§ **EXTRACT TO READ**

Well yesterday I decided to be an eco-friendly traveller and take the train home from my folks' place in deepest darkest countryshire. I was looking forward to a few hours sitting down, bit of blogging, bit of research into cats that play the piano, bit of food...but the train I was getting...the 2 hour train I was getting...was standing room only.
We were packed in like sardines and as it was a direct train there was absolutely no chance of a seat. Not even a squat in the aisle. At first I was quite alarmed by this prospect but then I started chatting to a friendly fellow (is it possible to meet a mean fellow? Is fellow necessarily positive?) who was quite happy to while away the hours between the baggage rack and the toilet.
The main problem was that the aisles were so crowded that people were really struggling to get to the buffet cart. I felt we only really needed a chicken and somebody with good mountaineering skills on the roof and we'd have been in Slumdog Millionaire. Only with air conditioning. People insisted on very politely requesting that we 'excuse them' as they passed by, or saying 'could I just squeeze through' as though there was an alternative to the space we were occupying and we'd just chosen not to stand there.

§ **ABOUT THIS TASK**
Transcribe the blog post about the crowded train journey from "The main problem" up to and including "to stand there.". The records that follow are drawn from a separate source.

§ **DATA TO EXAMINE**
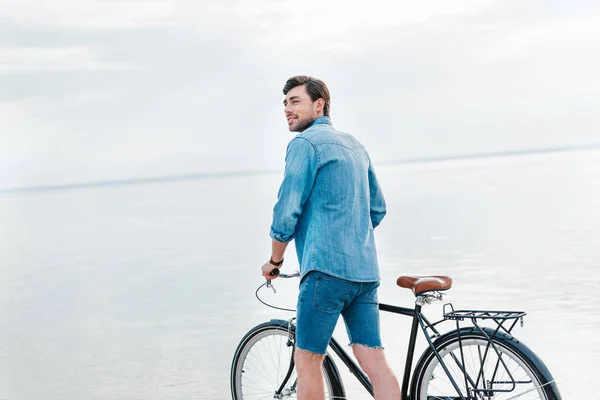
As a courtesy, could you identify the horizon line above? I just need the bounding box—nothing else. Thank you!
[0,143,600,194]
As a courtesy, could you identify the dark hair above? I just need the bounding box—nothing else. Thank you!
[283,75,331,117]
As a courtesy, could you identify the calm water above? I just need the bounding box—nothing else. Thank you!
[0,151,600,400]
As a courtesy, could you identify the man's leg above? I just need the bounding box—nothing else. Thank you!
[342,282,400,400]
[294,349,325,400]
[294,271,354,400]
[352,344,400,400]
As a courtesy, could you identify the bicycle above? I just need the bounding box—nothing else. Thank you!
[230,272,562,400]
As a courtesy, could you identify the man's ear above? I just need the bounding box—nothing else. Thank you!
[315,98,325,112]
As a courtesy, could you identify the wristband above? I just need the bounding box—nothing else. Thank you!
[269,257,283,267]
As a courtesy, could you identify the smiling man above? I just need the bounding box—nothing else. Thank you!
[262,76,400,400]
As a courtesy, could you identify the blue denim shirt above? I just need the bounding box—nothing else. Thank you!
[271,117,386,282]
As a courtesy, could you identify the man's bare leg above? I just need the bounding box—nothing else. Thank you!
[294,349,325,400]
[352,344,400,400]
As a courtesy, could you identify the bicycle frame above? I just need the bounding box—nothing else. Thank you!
[329,303,420,399]
[329,300,525,400]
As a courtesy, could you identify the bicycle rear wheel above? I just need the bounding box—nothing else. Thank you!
[231,320,346,400]
[411,329,561,400]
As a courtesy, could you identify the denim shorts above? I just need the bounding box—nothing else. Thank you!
[296,271,381,354]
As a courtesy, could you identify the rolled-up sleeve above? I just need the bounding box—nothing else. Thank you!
[369,160,386,228]
[271,137,319,242]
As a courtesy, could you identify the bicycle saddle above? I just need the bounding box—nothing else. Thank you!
[396,276,452,296]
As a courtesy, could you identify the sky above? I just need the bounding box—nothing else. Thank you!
[0,0,600,189]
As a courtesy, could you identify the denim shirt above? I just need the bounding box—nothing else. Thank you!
[271,117,386,282]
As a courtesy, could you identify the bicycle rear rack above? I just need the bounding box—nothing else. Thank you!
[444,303,527,336]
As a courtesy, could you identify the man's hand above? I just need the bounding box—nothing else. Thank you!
[262,261,277,280]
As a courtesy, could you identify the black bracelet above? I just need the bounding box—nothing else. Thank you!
[269,257,283,267]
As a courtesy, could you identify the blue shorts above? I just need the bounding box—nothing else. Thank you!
[296,271,381,354]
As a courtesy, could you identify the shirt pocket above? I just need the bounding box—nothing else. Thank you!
[313,274,352,313]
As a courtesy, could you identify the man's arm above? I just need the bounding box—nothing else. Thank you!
[262,239,289,279]
[263,137,319,279]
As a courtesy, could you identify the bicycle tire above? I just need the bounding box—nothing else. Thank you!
[410,328,562,400]
[230,320,346,400]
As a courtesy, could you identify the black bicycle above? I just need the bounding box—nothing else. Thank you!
[231,273,562,400]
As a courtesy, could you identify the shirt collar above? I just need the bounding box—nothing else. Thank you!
[310,115,331,126]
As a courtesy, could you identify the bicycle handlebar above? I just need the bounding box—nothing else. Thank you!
[271,268,300,278]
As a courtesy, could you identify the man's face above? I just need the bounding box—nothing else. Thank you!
[283,85,320,132]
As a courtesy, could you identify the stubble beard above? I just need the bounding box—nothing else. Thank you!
[290,114,317,132]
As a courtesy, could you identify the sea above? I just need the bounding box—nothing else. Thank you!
[0,149,600,400]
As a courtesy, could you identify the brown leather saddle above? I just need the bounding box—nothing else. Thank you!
[396,275,452,296]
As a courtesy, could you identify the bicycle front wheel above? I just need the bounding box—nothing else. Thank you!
[411,329,561,400]
[231,320,346,400]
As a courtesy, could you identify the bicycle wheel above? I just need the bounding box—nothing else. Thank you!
[411,328,561,400]
[231,320,346,400]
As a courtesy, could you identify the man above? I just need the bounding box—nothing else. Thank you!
[262,76,400,400]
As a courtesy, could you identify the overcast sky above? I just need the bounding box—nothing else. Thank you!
[0,0,600,188]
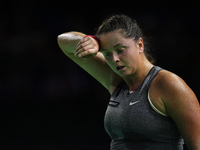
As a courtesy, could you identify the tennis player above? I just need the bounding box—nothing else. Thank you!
[58,15,200,150]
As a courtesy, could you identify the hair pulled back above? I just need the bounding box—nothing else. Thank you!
[96,15,155,64]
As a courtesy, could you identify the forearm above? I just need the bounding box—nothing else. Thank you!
[57,32,85,54]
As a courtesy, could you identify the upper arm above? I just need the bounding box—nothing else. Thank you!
[160,72,200,150]
[58,32,121,93]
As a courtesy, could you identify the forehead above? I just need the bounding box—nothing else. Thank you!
[99,30,135,49]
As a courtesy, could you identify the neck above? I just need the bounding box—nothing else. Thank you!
[124,62,153,91]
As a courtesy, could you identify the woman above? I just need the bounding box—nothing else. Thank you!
[58,15,200,150]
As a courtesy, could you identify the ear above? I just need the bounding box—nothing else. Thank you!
[137,38,144,53]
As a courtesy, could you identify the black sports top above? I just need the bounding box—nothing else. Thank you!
[104,66,183,150]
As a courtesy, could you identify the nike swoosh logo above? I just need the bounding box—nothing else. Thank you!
[129,101,140,105]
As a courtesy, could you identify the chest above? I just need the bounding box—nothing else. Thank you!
[104,90,178,139]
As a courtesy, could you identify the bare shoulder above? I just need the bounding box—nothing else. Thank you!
[154,70,192,96]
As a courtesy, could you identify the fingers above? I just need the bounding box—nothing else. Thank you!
[74,37,99,58]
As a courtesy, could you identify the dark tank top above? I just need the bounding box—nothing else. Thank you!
[104,66,183,150]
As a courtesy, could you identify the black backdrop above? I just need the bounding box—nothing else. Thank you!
[0,0,200,150]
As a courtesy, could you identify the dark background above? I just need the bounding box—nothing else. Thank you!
[0,0,200,150]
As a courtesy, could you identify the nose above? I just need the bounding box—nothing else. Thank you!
[112,53,120,62]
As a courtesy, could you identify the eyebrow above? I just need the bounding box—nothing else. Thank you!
[100,43,122,52]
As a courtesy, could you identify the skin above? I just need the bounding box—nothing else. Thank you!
[58,30,200,150]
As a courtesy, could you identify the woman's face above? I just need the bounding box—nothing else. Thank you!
[99,30,144,77]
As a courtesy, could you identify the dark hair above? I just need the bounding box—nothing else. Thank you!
[96,15,155,64]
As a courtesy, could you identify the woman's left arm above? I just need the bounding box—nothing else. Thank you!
[160,71,200,150]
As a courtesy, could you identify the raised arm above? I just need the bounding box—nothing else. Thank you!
[58,32,122,94]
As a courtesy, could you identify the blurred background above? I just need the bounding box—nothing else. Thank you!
[0,0,200,150]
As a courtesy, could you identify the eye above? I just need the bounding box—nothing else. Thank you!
[117,48,125,54]
[103,52,112,58]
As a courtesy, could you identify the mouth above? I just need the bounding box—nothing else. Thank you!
[116,66,124,71]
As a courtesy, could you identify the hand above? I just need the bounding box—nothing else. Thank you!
[74,36,99,58]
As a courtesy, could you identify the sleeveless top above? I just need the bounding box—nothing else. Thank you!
[104,66,183,150]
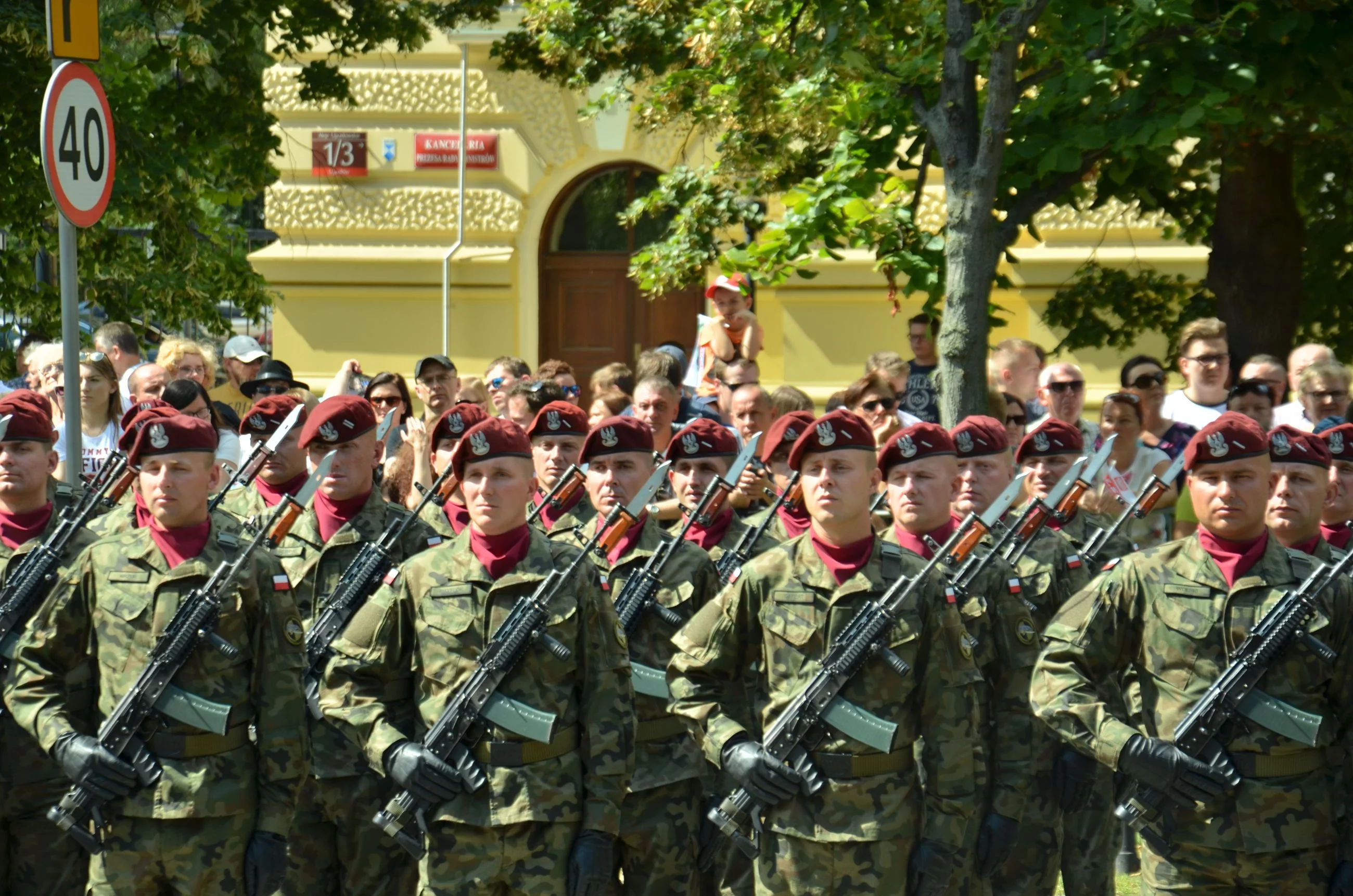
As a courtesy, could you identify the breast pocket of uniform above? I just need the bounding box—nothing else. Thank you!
[1142,585,1223,690]
[93,570,154,673]
[418,585,479,685]
[760,590,823,684]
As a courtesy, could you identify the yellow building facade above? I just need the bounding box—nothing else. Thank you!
[252,18,1207,403]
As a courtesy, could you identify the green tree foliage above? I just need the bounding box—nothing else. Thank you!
[0,0,426,352]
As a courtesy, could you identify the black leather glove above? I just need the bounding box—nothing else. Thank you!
[245,831,287,896]
[977,812,1019,877]
[1053,747,1099,812]
[1118,734,1241,808]
[386,740,464,804]
[568,830,616,896]
[907,840,956,896]
[53,734,138,803]
[721,740,803,807]
[1330,862,1353,896]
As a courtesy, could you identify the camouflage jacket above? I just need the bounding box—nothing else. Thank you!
[572,517,719,792]
[884,527,1043,820]
[274,489,441,778]
[1031,534,1353,860]
[5,529,306,837]
[667,534,981,847]
[321,531,634,834]
[526,491,597,539]
[0,478,97,786]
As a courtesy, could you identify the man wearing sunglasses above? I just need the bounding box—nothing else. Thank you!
[1030,363,1099,444]
[1161,317,1231,429]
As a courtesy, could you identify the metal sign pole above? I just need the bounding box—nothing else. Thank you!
[57,212,84,486]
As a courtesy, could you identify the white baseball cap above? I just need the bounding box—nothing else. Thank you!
[222,336,268,364]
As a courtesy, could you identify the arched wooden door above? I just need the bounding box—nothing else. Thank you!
[540,165,704,389]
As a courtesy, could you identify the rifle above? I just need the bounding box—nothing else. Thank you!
[47,471,325,854]
[372,463,668,858]
[303,463,456,720]
[1005,433,1118,566]
[714,470,800,585]
[1114,552,1353,853]
[526,464,586,522]
[1081,451,1184,563]
[207,405,306,514]
[708,504,1004,858]
[0,457,127,716]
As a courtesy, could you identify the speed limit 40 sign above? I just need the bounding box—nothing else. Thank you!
[42,62,117,227]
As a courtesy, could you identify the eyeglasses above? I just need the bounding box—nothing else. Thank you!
[1131,371,1165,390]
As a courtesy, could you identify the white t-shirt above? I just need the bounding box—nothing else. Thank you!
[56,419,122,473]
[1161,389,1226,429]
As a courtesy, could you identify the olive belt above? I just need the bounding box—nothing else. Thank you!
[634,716,688,743]
[475,725,578,769]
[146,713,249,759]
[1227,748,1328,778]
[809,745,916,778]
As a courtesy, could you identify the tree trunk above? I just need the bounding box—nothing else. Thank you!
[1207,144,1306,372]
[938,178,1000,428]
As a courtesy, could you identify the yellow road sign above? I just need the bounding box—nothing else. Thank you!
[47,0,99,61]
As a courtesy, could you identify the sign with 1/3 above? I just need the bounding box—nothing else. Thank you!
[310,131,367,177]
[41,62,117,227]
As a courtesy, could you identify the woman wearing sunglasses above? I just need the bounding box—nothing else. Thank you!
[1119,355,1197,460]
[1082,392,1179,549]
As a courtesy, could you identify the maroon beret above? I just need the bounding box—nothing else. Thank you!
[300,395,376,448]
[1269,424,1330,470]
[1015,417,1085,463]
[526,402,587,439]
[0,389,57,441]
[949,414,1011,457]
[1184,410,1268,470]
[760,410,813,463]
[578,417,654,462]
[118,398,183,453]
[451,417,530,479]
[1321,424,1353,460]
[878,423,958,477]
[431,403,489,451]
[789,409,875,470]
[127,417,218,467]
[119,398,178,433]
[667,417,737,462]
[239,395,306,436]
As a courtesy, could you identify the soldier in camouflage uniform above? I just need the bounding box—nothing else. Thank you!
[269,395,441,896]
[0,390,95,896]
[744,410,813,543]
[992,419,1121,896]
[221,395,310,522]
[572,417,737,896]
[1031,413,1353,896]
[421,403,489,539]
[5,412,306,896]
[322,418,633,896]
[878,417,1038,896]
[526,402,597,539]
[667,412,981,896]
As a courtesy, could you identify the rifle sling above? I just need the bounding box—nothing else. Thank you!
[475,725,578,769]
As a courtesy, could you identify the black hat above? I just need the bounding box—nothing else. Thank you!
[239,357,310,398]
[414,355,456,379]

§ **OUTPUT**
The main problem was that the aisles were so crowded that people were really struggling to get to the buffet cart. I felt we only really needed a chicken and somebody with good mountaineering skills on the roof and we'd have been in Slumdog Millionaire. Only with air conditioning. People insisted on very politely requesting that we 'excuse them' as they passed by, or saying 'could I just squeeze through' as though there was an alternative to the space we were occupying and we'd just chosen not to stand there.